[Excerpts from location labeling data]
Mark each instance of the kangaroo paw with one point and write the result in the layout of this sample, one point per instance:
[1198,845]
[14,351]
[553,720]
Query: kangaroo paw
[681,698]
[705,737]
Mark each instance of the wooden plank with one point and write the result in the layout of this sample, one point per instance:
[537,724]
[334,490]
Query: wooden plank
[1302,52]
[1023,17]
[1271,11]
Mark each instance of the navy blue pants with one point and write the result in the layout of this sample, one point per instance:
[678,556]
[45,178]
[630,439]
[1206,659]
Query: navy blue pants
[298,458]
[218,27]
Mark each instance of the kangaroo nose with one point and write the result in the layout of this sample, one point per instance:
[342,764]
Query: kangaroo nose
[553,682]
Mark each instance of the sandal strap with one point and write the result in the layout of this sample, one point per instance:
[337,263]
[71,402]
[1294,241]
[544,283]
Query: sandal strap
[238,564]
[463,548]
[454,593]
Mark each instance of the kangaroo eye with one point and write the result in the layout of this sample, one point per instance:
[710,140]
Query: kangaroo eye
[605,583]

*The request*:
Quote the entire listing above word for word, keeping every line in its original order.

*The reply*:
Mark each instance of the kangaroo paw with one point and write the result in the layout of this sample, one point per instance:
[1198,845]
[14,351]
[553,720]
Query: kangaroo paw
[681,698]
[705,737]
Mark each instance of the wooden plank with one point and write the result in the layout of this sample, one point per instance:
[537,724]
[334,490]
Query: wooden plank
[1302,52]
[1023,17]
[1271,11]
Mark each instance of the navy blue pants with one point and write the result in the layout of this sample, one point per instance:
[678,556]
[45,178]
[630,439]
[1206,659]
Query: navy blue pants
[298,458]
[218,27]
Mark each instance of the kangaroo nose with one point and write the result in the layout of this sample, one point per instance:
[342,764]
Query: kangaroo nose
[553,682]
Mark each instance of the sandal strap with one point and write the result in the layout of this sample, one point per instance:
[337,263]
[71,402]
[1294,241]
[544,283]
Query: sandal strap
[238,564]
[463,548]
[454,593]
Mark each instance of the kangaroo eye with one point and write the result in the layout of this sample, one point per instance:
[710,140]
Query: kangaroo eye
[605,583]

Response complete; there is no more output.